Dataset rows on where objects appear:
※ ※ ※
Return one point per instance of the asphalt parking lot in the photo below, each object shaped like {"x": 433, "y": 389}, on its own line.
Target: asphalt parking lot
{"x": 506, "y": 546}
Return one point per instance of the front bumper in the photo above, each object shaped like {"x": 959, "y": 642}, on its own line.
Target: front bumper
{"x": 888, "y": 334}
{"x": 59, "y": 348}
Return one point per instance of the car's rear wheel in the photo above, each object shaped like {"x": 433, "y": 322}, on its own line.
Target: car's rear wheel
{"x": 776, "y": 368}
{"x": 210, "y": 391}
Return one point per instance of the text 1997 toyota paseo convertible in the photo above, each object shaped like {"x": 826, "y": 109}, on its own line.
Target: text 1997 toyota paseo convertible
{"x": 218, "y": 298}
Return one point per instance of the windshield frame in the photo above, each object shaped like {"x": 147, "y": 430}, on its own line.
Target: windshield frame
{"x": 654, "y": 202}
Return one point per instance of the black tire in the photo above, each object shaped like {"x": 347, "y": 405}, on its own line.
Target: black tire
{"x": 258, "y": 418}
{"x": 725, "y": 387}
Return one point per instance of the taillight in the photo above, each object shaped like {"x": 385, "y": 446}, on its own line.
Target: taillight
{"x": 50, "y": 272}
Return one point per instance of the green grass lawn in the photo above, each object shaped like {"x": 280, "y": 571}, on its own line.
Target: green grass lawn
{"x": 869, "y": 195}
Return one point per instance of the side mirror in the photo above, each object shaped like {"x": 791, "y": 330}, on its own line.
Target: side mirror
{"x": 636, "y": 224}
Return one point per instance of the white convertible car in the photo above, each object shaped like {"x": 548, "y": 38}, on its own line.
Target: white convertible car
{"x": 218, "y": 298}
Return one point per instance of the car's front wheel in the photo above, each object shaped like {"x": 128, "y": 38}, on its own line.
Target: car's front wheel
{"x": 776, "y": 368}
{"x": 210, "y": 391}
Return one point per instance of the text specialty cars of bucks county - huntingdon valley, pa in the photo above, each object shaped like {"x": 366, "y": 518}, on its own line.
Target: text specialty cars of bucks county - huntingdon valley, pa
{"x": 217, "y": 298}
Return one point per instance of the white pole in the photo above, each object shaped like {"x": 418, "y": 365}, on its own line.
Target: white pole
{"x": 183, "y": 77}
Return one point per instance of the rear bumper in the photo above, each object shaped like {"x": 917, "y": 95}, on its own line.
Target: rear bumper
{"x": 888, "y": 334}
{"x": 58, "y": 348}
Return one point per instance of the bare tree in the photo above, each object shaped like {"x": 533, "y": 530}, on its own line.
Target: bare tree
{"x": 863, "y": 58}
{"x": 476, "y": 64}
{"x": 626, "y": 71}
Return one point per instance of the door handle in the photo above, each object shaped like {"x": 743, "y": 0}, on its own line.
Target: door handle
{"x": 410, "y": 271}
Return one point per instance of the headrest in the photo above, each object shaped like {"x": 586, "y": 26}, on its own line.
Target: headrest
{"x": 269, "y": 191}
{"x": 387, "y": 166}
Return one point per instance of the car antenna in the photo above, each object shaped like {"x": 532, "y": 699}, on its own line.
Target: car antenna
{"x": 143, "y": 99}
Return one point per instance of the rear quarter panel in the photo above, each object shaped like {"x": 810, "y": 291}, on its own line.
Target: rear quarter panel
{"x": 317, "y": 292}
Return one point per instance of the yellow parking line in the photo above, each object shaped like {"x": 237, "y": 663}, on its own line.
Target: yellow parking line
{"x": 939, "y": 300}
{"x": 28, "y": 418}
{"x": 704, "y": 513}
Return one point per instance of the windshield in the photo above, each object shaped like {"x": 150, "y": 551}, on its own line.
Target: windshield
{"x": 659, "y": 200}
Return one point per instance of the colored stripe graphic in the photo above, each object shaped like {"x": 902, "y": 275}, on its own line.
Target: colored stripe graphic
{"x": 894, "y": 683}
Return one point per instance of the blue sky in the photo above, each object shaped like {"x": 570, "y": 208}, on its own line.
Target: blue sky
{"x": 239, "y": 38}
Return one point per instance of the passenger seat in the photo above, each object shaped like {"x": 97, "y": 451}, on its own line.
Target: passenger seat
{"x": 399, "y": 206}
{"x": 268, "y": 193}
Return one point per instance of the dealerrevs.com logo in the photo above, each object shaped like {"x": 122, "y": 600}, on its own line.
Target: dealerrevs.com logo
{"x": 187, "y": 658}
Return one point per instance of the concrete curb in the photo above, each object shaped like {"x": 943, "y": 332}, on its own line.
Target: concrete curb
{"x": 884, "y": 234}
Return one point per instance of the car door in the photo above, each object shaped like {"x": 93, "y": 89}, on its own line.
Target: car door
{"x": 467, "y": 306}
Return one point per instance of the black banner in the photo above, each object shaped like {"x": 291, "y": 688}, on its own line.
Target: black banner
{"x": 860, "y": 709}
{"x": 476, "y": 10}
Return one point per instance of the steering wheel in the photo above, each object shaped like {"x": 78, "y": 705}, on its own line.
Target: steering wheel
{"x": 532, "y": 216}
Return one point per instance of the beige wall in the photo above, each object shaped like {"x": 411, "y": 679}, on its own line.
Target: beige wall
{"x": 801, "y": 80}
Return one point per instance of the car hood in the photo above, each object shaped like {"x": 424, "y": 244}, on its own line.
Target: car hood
※ ※ ※
Exercise aim: Repeat the data exactly. Leave nothing out.

Written response:
Return one point per instance of the asphalt parking lot in the photo below, each object shaped like {"x": 433, "y": 389}, on its own line.
Target: asphalt parking lot
{"x": 506, "y": 546}
Return one point per instance of the front bumper in the photo above, each object shaped like {"x": 959, "y": 642}, on its own line.
Target: front bumper
{"x": 888, "y": 334}
{"x": 59, "y": 348}
Return one point per instance of the car's rear wheel in the photo above, each object shaped like {"x": 433, "y": 322}, on its own line.
Target: car's rear wheel
{"x": 776, "y": 368}
{"x": 210, "y": 391}
Return one point per instance of the text 1997 toyota paseo convertible in the photo above, each object shaped like {"x": 826, "y": 109}, on its own line.
Target: text 1997 toyota paseo convertible
{"x": 218, "y": 298}
Return one point per instance of the windshield frame in the photo above, each object shaped like {"x": 147, "y": 430}, on its own line.
Target: windshield frame
{"x": 654, "y": 202}
Return one point per instance of the black tire in the photo above, each object shaped like {"x": 347, "y": 405}, on its own line.
Target: black tire
{"x": 258, "y": 418}
{"x": 725, "y": 387}
Return one point per instance of the taillight in the photo above, each object shaped like {"x": 385, "y": 446}, on its own line.
Target: taillight
{"x": 50, "y": 272}
Return one point per instance of the green grass lawn in the photo above, each object shaped like {"x": 280, "y": 571}, on its own line.
Target: green grass lawn
{"x": 869, "y": 195}
Return one point per instance of the side mirror in the photo above, each object shaped like {"x": 791, "y": 330}, on its own line.
Target: side mirror
{"x": 636, "y": 224}
Return one point per instance of the white convertible car in the photo above, each object shaped like {"x": 548, "y": 38}, on its own line.
Target: white convertible car
{"x": 218, "y": 298}
Return one point per instance of the car's front wheel in the photo above, each object shaped like {"x": 128, "y": 38}, on its own line.
Target: car's front wheel
{"x": 776, "y": 368}
{"x": 210, "y": 391}
Return one point per instance of the text specialty cars of bucks county - huntingdon valley, pa in the photo above, each object shaped like {"x": 366, "y": 518}, on its own line.
Target: text specialty cars of bucks county - huntingdon valley, pa
{"x": 217, "y": 298}
Return one point per instance of the white pole in the photo above, each object shaped like {"x": 418, "y": 365}, on its own line.
Target: white pole
{"x": 183, "y": 77}
Return one point per instance of the rear bumper in the photo above, each object shaped like {"x": 917, "y": 95}, on its own line.
Target: rear bumper
{"x": 888, "y": 334}
{"x": 58, "y": 348}
Return one point per instance of the bare tree in the photo above, each object shaped like {"x": 533, "y": 530}, on its own line.
Target: bare tree
{"x": 863, "y": 58}
{"x": 476, "y": 64}
{"x": 626, "y": 71}
Return one point per instance of the door handle in the photo above, each object shaped like {"x": 743, "y": 0}, on its own line.
Target: door handle
{"x": 410, "y": 271}
Return one point per instance of the headrest in the photo above, each object shaped like {"x": 586, "y": 26}, on its own line.
Target: headrest
{"x": 269, "y": 191}
{"x": 387, "y": 166}
Return one point per instance of the car antenna in the photo above, each object shaped like {"x": 532, "y": 699}, on its own line.
Target: car antenna
{"x": 143, "y": 99}
Return one point per instance of the rear quarter panel in the photo above, each object shaped like {"x": 810, "y": 291}, on its own line.
Target: rear quarter panel
{"x": 317, "y": 292}
Return one point per instance of the yellow parking line in the photo above, each object shaped like {"x": 237, "y": 663}, on its own line.
Target: yellow parking line
{"x": 939, "y": 300}
{"x": 28, "y": 418}
{"x": 704, "y": 513}
Return one point per instance of the windshield in the photo above, each object shaped like {"x": 150, "y": 551}, on its own line.
Target: windshield
{"x": 659, "y": 200}
Return one point per instance of the colored stripe graphic in the photo above, each object shaped like {"x": 902, "y": 275}, on its own line.
Target: colored stripe graphic
{"x": 894, "y": 683}
Return one point per instance of the blue sky in the photo above, each object shaped like {"x": 570, "y": 208}, on its own line.
Target: blue sky
{"x": 239, "y": 38}
Return one point per instance of the passenger seat in the photo above, each object shaped like {"x": 97, "y": 451}, on its own line.
Target: passenger seat
{"x": 399, "y": 206}
{"x": 268, "y": 193}
Return one point per instance of the dealerrevs.com logo in the photo above, each object shaped like {"x": 122, "y": 600}, on its own line.
Target: dealerrevs.com logo
{"x": 187, "y": 658}
Return one point per instance of the concrete curb in the photo above, each object shaped like {"x": 943, "y": 332}, on its own line.
Target: concrete curb
{"x": 884, "y": 234}
Return one point per instance of the car door in the photo above, each object shaped like {"x": 93, "y": 89}, on its own line.
Target: car door
{"x": 467, "y": 306}
Return one point per instance of the black banner in the photo above, each object shaped like {"x": 291, "y": 688}, on its own line.
Target: black banner
{"x": 860, "y": 709}
{"x": 476, "y": 10}
Return one point per instance of the steering wheel in the photo above, each object shaped like {"x": 78, "y": 705}, on its own line.
Target: steering wheel
{"x": 532, "y": 216}
Return one point per instance of the beige wall in the photo above, each object shaped like {"x": 411, "y": 679}, on its own line.
Target: beige wall
{"x": 801, "y": 80}
Return one point per instance of the car hood in the photo above, each object shaped like {"x": 424, "y": 244}, on its own line.
Target: car hood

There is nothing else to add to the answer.